Task requirements: Copy out, word for word, the lines below from the one containing "Box the manicured grass." through the one containing "[120, 273, 191, 297]", including both of those lines.

━━━━━━━━━━━━━━━━━━━━━━━━━━━━━━

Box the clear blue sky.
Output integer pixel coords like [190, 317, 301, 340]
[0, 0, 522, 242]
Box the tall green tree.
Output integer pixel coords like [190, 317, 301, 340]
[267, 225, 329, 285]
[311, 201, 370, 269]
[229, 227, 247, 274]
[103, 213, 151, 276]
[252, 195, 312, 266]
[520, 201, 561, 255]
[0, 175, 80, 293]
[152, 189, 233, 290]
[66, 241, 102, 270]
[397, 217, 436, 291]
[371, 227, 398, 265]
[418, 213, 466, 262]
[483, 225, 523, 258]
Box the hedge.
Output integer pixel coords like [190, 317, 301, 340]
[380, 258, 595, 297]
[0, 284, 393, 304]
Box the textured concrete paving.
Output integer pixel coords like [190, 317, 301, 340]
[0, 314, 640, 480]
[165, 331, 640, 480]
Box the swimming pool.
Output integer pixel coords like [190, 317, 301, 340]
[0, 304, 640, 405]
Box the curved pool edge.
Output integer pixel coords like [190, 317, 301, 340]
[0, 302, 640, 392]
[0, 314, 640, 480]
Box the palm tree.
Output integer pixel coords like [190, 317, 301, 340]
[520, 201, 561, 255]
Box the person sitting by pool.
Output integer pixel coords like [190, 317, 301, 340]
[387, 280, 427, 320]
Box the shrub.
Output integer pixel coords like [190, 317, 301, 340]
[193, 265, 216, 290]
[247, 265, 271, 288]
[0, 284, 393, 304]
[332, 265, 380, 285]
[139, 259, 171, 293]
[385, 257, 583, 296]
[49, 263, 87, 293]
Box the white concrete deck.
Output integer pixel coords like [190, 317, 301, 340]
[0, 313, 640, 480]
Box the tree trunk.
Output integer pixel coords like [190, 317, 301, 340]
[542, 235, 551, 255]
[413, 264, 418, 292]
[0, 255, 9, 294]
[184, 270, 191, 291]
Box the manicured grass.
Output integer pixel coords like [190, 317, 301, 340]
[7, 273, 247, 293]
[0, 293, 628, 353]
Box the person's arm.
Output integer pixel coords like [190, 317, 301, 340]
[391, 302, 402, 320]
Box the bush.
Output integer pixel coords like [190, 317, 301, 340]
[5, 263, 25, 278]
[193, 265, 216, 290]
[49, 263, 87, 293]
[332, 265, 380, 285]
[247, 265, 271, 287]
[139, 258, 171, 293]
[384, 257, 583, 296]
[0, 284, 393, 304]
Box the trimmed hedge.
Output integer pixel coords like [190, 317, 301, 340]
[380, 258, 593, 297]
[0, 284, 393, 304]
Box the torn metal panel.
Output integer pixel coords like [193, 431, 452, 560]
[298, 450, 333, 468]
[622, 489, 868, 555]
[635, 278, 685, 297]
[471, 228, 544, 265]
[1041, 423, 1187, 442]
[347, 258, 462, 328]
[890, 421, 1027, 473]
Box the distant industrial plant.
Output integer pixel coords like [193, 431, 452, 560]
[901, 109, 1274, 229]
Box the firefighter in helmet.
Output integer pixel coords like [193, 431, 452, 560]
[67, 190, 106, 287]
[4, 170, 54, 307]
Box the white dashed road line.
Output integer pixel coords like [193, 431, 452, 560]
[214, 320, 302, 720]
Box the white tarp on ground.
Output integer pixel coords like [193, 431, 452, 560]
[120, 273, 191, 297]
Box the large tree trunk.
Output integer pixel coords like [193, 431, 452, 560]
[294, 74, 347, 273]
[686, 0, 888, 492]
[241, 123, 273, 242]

━━━━━━━━━━━━━━━━━━━━━━━━━━━━━━

Task result:
Box the manicured grass.
Output integer pixel coords like [190, 317, 301, 340]
[7, 273, 247, 293]
[0, 293, 628, 353]
Box the person's arm.
Output integer pixel coords like [190, 317, 301, 340]
[391, 302, 402, 320]
Box the bush.
Output integer pixel coords like [190, 317, 301, 340]
[5, 263, 25, 278]
[193, 265, 216, 290]
[49, 263, 87, 293]
[332, 265, 380, 285]
[247, 265, 271, 287]
[139, 258, 171, 293]
[384, 257, 583, 296]
[0, 284, 393, 304]
Box the trimmed hedge.
Output integer pixel coords like [190, 317, 301, 340]
[380, 258, 593, 297]
[0, 284, 393, 304]
Box the torn metal panel.
Output integer pixel coords like [193, 431, 452, 560]
[298, 450, 333, 468]
[622, 489, 868, 555]
[635, 278, 685, 297]
[471, 228, 544, 265]
[1041, 423, 1187, 442]
[347, 258, 462, 328]
[890, 421, 1027, 473]
Box the distant industrial plant.
Output integer pixel coords like [193, 431, 452, 560]
[901, 109, 1274, 229]
Box the firefighter in helmet.
Output integer pixel coords like [193, 431, 452, 560]
[67, 190, 106, 287]
[4, 170, 54, 307]
Box the white dashed road line.
Output integer pixel coords like [193, 431, 452, 560]
[214, 320, 302, 720]
Box the white tarp on ground.
Output integer pixel coords like [193, 431, 452, 560]
[120, 273, 191, 297]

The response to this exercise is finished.